**DOCUMENT SEGMENT**
Zhang Aokai 张奥凯

Personal information
- Full name: Zhang Aokai
- Date of birth: 18 February 2000 (age 25)
- Place of birth: Xianyang, Shaanxi, China
- Height: 1.76 m (5 ft 9+1⁄2 in)
- Position: Left winger

Team information
- Current team: Yanbian Longding

Youth career
- 2010–2012: Shaanxi Daqin
- 2012–2017: Guangzhou Evergrande
- 2017–2019: Espanyol

Senior career*
- Years: Team / Apps / (Gls)
- 2016: Guangzhou Evergrande / 1 / (0)
- 2019–2020: Espanyol B / 0 / (0)
- 2019–2020: → Horta (loan) / 2 / (0)
- 2020: → Shijiazhuang Ever Bright (loan) / 0 / (0)
- 2021–2022: Cangzhou Mighty Lions / 0 / (0)
- 2022: → Jiangxi Dark Horse Junior (loan) / 14 / (4)
- 2023–2024: Shanghai Jiading Huilong / 6 / (0)
- 2024-: Yanbian Longding / 0 / (0)

International career
- 2015: China U17 / 7 / (1)

= Zhang Aokai =

Chinese footballer

Zhang Aokai (张奥凯 (Zhāng Àokǎi); Mandarin pronunciation: ; born 18 February 2000), nicknamed Zhang OK (张OK), is a Chinese footballer who plays as a left winger for Yanbian Longding.

==Club career==
Zhang Aokai joined Chinese Super League side Guangzhou Evergrande's youth academy from China League Two club Shaanxi Daqin in 2012. He was promoted to Guangzhou's first team squad by manager Luiz Felipe Scolari in July 2016. Zhang made his senior debut on 30 October 2016 in a 4–0 home win against Shandong Luneng, coming on for Zheng Zhi in the 85th minute and taking over the captaincy for the rest of the match, making him the first player born in the new millennium to make an appearance in any of the Chinese professional leagues.

Location annotation dataset excerpts:

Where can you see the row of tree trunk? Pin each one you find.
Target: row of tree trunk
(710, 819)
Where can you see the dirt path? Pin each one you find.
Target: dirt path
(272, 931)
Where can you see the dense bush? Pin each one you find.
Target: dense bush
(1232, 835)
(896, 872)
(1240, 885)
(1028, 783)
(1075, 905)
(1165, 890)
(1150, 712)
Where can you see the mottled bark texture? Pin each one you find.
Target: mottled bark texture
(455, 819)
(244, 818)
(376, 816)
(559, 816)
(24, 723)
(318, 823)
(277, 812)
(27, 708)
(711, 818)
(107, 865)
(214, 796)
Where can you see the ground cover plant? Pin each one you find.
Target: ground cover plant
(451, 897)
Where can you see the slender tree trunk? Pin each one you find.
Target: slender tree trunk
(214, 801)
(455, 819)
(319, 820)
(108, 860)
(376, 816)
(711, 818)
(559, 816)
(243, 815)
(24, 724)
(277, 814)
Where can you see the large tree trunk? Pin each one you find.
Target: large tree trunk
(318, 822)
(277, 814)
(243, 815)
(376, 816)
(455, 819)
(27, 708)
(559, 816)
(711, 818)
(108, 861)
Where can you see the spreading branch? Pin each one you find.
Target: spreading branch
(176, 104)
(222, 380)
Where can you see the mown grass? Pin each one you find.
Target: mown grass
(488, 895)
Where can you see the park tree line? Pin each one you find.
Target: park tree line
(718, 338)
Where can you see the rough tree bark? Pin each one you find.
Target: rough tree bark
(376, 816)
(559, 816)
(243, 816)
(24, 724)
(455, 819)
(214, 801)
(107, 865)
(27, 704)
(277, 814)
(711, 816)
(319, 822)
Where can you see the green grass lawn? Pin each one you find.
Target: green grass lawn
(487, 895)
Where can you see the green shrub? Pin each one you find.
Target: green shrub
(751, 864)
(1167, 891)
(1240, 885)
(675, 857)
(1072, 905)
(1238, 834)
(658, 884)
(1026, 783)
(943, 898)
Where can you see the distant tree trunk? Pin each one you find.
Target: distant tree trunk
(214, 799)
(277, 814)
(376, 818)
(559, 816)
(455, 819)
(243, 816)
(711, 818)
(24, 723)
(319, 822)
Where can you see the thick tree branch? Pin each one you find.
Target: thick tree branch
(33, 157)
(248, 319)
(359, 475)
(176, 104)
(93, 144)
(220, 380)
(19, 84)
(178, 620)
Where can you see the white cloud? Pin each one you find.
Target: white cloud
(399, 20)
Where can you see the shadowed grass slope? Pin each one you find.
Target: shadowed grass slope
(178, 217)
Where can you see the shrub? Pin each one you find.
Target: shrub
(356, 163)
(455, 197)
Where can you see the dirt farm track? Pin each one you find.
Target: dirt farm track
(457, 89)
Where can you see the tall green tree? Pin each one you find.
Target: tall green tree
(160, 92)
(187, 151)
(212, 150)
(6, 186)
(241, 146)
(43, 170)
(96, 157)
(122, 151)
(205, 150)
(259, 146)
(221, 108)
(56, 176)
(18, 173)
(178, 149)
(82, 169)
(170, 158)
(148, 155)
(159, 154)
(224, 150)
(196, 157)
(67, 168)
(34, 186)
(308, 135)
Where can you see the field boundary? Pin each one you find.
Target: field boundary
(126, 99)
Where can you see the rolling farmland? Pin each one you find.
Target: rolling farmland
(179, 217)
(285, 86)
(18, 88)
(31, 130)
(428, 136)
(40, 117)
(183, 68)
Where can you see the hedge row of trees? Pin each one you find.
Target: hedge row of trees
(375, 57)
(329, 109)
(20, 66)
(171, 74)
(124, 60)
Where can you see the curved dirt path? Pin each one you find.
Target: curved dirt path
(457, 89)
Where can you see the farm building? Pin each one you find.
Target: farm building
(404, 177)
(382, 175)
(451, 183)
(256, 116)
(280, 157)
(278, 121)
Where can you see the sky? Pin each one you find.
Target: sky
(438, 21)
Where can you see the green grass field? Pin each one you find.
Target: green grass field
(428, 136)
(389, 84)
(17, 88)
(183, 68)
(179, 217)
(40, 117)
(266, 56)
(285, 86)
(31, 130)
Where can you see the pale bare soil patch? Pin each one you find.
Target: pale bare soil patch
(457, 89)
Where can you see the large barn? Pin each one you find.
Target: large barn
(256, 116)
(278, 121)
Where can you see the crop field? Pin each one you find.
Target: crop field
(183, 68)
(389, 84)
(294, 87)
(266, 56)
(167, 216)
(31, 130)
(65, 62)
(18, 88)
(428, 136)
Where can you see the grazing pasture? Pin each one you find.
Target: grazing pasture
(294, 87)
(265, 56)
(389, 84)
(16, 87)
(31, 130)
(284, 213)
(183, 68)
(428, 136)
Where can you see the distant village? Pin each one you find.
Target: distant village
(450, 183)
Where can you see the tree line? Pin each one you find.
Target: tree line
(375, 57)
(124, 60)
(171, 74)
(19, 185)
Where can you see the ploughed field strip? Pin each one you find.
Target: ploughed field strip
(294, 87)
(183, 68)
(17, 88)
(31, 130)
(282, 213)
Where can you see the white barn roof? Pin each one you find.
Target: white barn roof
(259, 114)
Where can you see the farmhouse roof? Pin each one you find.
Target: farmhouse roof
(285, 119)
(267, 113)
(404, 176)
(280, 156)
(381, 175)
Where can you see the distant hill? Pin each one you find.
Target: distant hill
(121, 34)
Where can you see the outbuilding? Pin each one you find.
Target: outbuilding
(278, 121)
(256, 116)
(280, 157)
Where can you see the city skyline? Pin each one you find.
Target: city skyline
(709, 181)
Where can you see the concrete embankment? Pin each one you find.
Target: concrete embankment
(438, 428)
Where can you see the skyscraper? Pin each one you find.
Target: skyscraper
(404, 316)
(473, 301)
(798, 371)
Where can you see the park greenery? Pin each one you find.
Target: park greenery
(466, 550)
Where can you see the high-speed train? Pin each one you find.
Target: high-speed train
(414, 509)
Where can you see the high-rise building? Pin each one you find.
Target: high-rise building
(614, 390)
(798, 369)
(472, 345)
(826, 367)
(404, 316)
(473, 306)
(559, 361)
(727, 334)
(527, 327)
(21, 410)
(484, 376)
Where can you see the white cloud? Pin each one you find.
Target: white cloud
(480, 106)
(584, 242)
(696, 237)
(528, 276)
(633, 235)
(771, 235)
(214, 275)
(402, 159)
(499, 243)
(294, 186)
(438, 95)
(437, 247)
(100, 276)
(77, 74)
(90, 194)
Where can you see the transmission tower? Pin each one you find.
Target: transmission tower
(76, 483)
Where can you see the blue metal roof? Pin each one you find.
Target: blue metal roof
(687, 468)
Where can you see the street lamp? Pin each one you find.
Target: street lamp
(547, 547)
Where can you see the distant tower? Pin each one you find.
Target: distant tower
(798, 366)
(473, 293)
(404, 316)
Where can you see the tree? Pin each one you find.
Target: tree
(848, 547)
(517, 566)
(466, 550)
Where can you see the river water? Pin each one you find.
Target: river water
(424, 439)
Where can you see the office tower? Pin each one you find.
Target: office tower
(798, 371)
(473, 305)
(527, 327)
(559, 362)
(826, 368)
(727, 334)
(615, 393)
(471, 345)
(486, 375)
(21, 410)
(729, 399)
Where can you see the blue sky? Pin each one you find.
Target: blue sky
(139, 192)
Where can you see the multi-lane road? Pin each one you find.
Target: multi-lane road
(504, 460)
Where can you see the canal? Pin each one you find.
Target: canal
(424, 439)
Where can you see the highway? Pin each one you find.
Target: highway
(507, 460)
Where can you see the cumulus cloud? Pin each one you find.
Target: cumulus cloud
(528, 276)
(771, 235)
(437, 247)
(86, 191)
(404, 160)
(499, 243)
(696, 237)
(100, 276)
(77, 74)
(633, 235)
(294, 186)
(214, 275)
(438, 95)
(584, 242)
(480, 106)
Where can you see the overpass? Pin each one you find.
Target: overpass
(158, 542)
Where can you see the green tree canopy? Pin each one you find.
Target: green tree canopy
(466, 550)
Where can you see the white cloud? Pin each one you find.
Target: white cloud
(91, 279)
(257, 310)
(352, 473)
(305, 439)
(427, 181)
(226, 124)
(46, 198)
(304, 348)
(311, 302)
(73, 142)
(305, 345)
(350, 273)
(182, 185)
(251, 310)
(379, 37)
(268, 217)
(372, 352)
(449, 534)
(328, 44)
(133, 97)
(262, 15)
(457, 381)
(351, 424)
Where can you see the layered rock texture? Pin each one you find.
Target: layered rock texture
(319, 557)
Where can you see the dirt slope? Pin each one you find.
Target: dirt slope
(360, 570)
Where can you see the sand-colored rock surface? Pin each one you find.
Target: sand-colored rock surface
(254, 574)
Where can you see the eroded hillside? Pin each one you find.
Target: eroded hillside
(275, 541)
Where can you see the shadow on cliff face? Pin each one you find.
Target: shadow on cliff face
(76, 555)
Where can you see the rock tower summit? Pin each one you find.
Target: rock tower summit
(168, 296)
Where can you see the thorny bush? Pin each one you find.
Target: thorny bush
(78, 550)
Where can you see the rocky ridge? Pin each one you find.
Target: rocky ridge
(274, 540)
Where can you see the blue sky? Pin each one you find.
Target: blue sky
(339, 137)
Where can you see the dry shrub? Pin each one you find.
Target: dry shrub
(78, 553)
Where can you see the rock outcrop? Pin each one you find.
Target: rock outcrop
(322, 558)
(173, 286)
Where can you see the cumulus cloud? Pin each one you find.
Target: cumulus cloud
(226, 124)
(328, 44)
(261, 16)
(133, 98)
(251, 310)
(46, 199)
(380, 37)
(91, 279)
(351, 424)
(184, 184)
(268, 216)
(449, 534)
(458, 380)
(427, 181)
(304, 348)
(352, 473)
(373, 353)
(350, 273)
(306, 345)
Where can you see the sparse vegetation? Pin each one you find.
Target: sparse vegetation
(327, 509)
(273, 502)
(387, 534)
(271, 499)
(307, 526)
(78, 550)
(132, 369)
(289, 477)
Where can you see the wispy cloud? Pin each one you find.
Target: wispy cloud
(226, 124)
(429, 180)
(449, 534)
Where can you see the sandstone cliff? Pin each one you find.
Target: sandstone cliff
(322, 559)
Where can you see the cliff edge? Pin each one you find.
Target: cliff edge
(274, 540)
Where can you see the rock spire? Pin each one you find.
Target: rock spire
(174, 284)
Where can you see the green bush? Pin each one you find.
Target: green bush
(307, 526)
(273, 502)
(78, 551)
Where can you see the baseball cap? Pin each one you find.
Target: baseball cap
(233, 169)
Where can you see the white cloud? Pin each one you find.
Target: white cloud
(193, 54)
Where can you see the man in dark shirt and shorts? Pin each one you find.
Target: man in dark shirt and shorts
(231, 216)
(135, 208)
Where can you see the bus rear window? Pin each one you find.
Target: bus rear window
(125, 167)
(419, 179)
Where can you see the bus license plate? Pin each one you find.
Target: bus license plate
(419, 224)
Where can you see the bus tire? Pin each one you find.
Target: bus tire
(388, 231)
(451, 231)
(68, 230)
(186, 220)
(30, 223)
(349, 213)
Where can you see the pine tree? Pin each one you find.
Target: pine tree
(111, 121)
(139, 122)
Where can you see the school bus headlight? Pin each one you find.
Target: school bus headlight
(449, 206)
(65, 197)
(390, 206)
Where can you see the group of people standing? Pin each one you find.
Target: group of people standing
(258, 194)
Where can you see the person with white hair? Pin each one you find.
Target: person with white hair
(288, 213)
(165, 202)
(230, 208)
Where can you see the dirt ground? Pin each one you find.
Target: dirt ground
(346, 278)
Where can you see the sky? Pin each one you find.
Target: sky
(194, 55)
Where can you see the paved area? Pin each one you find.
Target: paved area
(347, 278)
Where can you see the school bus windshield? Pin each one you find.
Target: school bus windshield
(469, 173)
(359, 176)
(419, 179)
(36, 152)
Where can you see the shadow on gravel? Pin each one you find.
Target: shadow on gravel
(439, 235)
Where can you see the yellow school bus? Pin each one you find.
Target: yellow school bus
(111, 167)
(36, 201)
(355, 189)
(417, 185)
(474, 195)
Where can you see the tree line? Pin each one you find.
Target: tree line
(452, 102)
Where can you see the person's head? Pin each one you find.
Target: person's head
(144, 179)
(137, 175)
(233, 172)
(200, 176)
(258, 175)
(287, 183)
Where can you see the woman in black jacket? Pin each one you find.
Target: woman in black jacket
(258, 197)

**DIRECTIVE 1**
In the Zhang Aokai profile, which player did Zhang replace when he made his senior debut?
**DIRECTIVE 2**
Write a continuation of the Zhang Aokai profile, starting after its final sentence.
The records have no connection to the Zhang Aokai profile.

**EXPECTED ANSWER 1**
Zheng Zhi

**EXPECTED ANSWER 2**
Zhang was excluded from Guangzhou's first team squad for the 2017 season. He left the club and underwent a trial with La Liga side Espanyol in the summer of 2017. He signed a professional contract with Espanyol and joined Juvenil A team on 19 July 2018. On 26 September 2019 Espanyol confirmed, that Aokai had joined UA Horta on loan for the rest of the season. On 29 July 2020 he returned to China with Shijiazhuang Ever Bright (now known as Cangzhou Mighty Lions) initially on loan before making the move permanent.

==Personal life==
Zhang Aokai's original name was Zhang OK; however, his given name violated the Name Registration Ordinance of the People's Republic of China; and thus, he could not apply for an identification card. Zhang's father changed his given name to Aokai, which shares a similar pronunciation with OK.

==Career statistics==
.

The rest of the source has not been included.